──────── 抜粋文 ────────

フランコ政権時代に警察に見つからないように町でひとつのラジオを毎日別の家に回して聴いていたそうだ。そのラジオは今彼の手元にある。
あまりにも壮大でドラマティックな話だし、私がここに書くべきことでもない。小説か映画になったらいいのにと思うほど、胸がどきどきした。
以前にロシアの強制収容所が関わる小説を読んだことがあって、そのことを思い出した。
私と同時代に生きている人、しかも私より年が若いようなひとが、第二次世界大戦の傷跡、というか傷を直に体験しているという事実を普段は考えもしない。
ひとは何を抱えて生きているのか、少し見ただけではわからない。ほんにんにだってわかりはしないのかもしれない。


28日
今日はみんなで遠足にいった。
今日は身体が敏感な日で、バスのタイヤの感触が直に身体に響いてくるのでとても怖かった。ちょっとの揺れやきしりが、身体をこわばらせる。

──────── 提供情報 ────────

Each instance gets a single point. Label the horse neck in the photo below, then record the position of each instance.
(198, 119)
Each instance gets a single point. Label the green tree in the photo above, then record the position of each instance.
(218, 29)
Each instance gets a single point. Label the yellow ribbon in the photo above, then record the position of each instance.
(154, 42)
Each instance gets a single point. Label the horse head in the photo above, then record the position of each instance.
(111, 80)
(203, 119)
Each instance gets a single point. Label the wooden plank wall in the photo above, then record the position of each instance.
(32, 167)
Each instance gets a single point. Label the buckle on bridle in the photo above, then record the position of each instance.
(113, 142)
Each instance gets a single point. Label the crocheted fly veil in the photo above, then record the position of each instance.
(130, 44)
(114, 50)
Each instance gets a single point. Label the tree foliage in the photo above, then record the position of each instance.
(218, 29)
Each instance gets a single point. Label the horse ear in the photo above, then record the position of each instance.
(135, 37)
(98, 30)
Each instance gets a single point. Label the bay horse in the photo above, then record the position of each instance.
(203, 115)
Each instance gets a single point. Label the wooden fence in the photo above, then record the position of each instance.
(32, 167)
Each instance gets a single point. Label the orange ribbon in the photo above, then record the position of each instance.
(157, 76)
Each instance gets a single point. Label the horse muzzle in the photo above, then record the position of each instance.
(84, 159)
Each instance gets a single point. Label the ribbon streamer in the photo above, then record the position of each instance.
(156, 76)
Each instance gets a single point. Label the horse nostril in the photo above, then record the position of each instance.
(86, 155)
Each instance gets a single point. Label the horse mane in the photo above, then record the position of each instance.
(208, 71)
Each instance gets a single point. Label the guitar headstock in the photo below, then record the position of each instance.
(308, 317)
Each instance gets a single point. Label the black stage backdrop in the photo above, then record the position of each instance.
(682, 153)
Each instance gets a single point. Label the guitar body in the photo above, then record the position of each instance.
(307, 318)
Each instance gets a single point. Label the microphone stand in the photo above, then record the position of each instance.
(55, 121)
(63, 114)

────────
──────── 提供情報 ────────

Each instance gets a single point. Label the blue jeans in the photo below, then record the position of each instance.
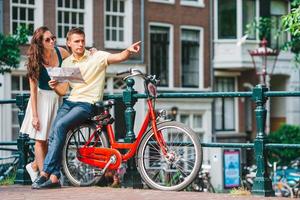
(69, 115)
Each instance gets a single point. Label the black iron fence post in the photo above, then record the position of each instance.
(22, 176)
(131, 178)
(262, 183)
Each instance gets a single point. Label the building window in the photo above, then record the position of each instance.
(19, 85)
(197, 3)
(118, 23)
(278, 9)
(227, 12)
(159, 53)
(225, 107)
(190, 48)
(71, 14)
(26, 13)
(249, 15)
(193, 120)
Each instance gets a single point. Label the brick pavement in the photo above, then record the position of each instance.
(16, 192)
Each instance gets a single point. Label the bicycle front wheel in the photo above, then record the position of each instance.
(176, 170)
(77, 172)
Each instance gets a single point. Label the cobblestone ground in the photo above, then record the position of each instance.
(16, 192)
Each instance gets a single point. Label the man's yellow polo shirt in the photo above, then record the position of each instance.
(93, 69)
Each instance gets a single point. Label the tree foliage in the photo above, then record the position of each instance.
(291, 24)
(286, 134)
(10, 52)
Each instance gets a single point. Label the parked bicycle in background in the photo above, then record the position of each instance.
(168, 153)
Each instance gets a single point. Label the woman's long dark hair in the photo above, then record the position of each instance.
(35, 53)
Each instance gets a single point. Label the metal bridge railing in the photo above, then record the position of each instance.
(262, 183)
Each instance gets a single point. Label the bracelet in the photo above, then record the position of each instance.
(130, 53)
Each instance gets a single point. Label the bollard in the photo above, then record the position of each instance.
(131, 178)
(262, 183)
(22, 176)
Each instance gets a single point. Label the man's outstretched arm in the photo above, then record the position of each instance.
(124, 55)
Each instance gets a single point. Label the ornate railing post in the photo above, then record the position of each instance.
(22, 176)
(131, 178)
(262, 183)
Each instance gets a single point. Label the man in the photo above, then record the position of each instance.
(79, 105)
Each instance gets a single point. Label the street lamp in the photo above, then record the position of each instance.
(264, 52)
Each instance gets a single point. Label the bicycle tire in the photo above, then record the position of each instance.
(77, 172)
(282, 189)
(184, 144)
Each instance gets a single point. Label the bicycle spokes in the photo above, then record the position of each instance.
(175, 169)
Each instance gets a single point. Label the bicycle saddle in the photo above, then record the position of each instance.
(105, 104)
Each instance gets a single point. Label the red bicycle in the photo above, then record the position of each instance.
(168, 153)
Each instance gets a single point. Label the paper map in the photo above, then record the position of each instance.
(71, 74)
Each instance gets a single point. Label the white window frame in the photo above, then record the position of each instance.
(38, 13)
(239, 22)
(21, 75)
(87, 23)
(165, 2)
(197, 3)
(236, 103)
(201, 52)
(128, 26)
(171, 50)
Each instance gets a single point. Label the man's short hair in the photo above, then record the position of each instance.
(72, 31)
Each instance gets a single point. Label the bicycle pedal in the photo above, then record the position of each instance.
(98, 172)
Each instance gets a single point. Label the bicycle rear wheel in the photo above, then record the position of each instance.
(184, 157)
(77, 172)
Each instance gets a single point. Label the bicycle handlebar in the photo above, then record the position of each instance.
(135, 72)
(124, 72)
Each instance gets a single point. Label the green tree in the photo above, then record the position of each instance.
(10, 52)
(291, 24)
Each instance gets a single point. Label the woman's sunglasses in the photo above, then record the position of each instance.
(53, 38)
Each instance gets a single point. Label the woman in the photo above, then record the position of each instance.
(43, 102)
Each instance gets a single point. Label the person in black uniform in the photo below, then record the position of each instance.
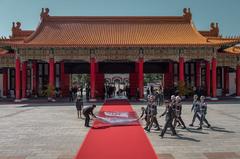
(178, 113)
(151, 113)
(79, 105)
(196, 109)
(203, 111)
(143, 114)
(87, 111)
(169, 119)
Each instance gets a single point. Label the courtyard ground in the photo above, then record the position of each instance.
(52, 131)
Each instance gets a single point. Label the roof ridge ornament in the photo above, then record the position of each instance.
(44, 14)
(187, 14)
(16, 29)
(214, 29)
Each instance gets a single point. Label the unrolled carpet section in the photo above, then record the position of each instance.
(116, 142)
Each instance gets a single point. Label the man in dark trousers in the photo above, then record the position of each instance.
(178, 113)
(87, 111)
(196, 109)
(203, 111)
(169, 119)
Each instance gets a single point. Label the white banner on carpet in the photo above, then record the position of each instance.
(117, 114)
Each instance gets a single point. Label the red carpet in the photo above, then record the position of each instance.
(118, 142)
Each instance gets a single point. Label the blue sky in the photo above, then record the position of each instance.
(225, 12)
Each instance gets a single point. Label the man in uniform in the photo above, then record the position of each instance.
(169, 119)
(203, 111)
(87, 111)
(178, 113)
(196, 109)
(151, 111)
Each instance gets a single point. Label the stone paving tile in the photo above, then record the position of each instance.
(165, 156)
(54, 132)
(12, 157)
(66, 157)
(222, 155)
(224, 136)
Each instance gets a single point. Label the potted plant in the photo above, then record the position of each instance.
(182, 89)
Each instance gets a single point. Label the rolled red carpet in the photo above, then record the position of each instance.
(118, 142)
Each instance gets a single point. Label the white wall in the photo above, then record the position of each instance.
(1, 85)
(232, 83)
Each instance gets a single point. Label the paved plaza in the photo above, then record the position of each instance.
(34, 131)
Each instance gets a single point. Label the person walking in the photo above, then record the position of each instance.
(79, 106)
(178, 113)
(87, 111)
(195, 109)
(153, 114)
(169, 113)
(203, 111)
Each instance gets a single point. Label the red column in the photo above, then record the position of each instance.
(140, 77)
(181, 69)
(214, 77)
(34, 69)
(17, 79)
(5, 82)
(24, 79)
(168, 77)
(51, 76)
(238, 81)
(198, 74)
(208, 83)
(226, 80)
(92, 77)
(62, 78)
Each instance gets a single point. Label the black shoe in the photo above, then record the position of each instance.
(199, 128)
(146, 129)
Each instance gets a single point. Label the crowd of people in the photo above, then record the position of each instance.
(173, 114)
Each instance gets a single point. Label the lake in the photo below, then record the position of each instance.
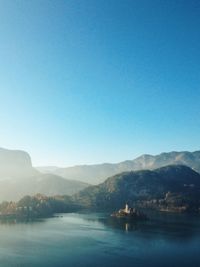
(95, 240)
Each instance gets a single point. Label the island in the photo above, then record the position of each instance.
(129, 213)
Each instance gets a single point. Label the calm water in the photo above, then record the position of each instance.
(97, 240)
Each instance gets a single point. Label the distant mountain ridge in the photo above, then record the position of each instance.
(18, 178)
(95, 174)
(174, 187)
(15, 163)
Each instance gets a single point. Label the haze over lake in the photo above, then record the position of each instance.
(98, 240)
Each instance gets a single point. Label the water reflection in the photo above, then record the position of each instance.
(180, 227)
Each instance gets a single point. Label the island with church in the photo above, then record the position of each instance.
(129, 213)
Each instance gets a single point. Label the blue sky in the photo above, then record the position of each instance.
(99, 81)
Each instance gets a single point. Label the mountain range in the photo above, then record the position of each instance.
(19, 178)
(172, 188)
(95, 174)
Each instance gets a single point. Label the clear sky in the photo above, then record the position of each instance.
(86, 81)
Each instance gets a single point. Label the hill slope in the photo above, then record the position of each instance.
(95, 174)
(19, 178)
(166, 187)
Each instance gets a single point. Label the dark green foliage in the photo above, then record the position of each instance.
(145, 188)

────────

*課題 1*: 抜粋文のうち「フランコ政権時代に警察に見つ」から「かりはしないのかもしれない。」までの部分を、一字も変えずに書き写してください。
*課題 2*: 遠足の話で終わる抜粋文を、最後の文の次から書き継いでください。

*解答 1*:
フランコ政権時代に警察に見つからないように町でひとつのラジオを毎日別の家に回して聴いていたそうだ。そのラジオは今彼の手元にある。
あまりにも壮大でドラマティックな話だし、私がここに書くべきことでもない。小説か映画になったらいいのにと思うほど、胸がどきどきした。
以前にロシアの強制収容所が関わる小説を読んだことがあって、そのことを思い出した。
私と同時代に生きている人、しかも私より年が若いようなひとが、第二次世界大戦の傷跡、というか傷を直に体験しているという事実を普段は考えもしない。
ひとは何を抱えて生きているのか、少し見ただけではわからない。ほんにんにだってわかりはしないのかもしれない。

*解答 2*:
速度が速すぎてついて行けない。自分の感覚よりうんと早くて、からだに隙間ができて、その弱いところをずっと揺さぶられている感じ。怖くて目をつむったり、揺れに合わせて立ち上がったりしていた。

北アメリカプレートとユーラシア大陸が接する谷を歩いて、滝でしぶきを浴びて、吹き上がる熱水を見上げた。
バスでまどろみながらついた海岸は雲に隠れた月がかろうじて視界をつくっていて、砂浜に岩がごろごろころがっていた。
近づくとそれは岩じゃなくて、ぜんぶ透明の氷だった。
よそから流れ着いた流氷なんだって。
全部が蒼い闇のなかで光っていて、海鳴りがからだを震わせる。
2014年にいわきに行ったとき、海岸を歩いたけれど全部が夢のようだった。霧のなかで、久しぶりに会えた友達と、どこの時間のどこの世界かわからないところを歩いているみたいだった。
次の日、海岸に埋まっている車の屋根を見た。
この下に車が埋まっている。
中にいたひとはどこにいったのか、わたしにはわからない。

夜はブルーラグーンにMさんが招待してくれた。
顔に泥パックしたり、泳いだり、お酒を飲んだりして楽しかった。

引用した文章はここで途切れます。